_Data for review_
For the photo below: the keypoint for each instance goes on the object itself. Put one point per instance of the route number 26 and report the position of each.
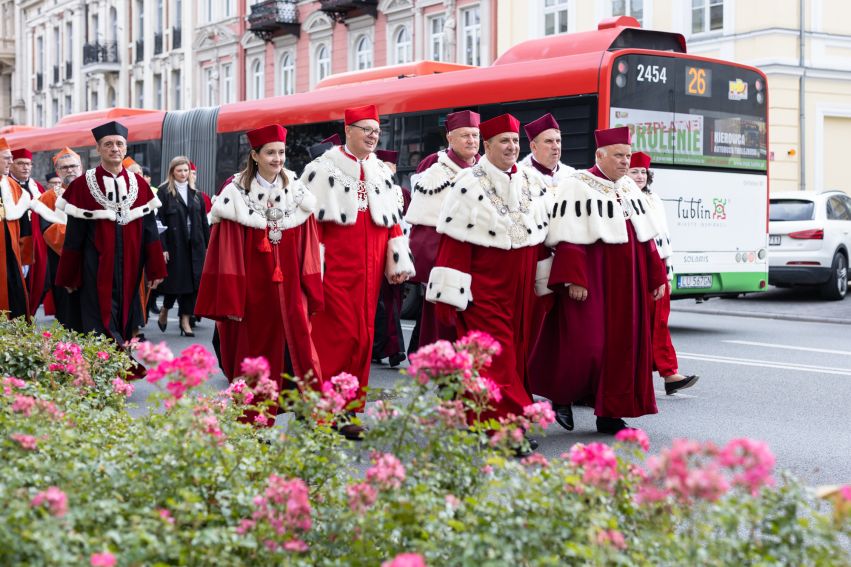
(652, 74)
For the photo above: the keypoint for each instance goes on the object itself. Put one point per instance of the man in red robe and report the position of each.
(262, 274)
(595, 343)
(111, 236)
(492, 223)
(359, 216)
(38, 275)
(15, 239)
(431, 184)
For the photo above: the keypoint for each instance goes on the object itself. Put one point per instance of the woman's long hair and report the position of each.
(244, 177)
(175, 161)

_Work task_
The records must appear again word for word, though none of their pictures should.

_Solution for this task_
For the photo below: the keypoint for each instance goes on the object itself. Put one point per instance of the route number 26 and report the position of each.
(652, 74)
For the photo above: the keypoint for each instance goes on the object itself. Put one point per instance of the man in red robe and report the position of each.
(262, 274)
(595, 343)
(111, 236)
(492, 223)
(359, 216)
(38, 275)
(15, 239)
(431, 184)
For the photo above: the keypoint for each instance goes on the object itself. Put one point per instance of the woman's long hair and report the position of each.
(244, 177)
(175, 161)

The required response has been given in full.